> TASK TO COMPLETE
Please pull out every line below that contains the string "disc" and copy each one in full.

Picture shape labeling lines
• • •

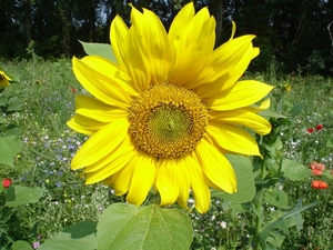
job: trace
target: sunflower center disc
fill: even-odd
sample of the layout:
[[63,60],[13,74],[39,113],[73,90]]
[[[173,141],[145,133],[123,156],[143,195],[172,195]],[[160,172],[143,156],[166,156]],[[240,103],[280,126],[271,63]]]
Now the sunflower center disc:
[[154,84],[134,98],[129,112],[132,141],[157,158],[191,152],[205,132],[208,110],[191,90]]

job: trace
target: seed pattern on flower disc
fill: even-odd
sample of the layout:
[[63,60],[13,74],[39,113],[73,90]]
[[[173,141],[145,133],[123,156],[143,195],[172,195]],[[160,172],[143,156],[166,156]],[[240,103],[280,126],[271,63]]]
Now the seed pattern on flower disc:
[[155,158],[191,152],[205,132],[208,110],[191,90],[154,84],[133,99],[129,112],[132,141]]

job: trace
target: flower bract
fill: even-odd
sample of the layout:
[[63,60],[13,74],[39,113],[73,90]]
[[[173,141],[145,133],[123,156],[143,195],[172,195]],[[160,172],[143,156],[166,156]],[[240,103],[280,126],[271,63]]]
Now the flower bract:
[[130,28],[120,17],[111,23],[117,63],[73,58],[73,72],[92,96],[77,97],[68,122],[91,136],[71,162],[74,170],[84,168],[85,183],[102,181],[138,206],[150,191],[161,206],[185,209],[193,196],[202,213],[211,188],[236,192],[225,153],[260,156],[249,129],[271,131],[258,112],[269,108],[262,99],[272,87],[238,81],[259,54],[254,36],[234,38],[233,23],[230,40],[214,49],[214,30],[208,9],[195,14],[193,3],[180,10],[169,32],[152,11],[132,7]]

• • •

> WORKED ANSWER
target: sunflower center disc
Now the sunflower center disc:
target: seed pattern on flower disc
Now the seed pattern on flower disc:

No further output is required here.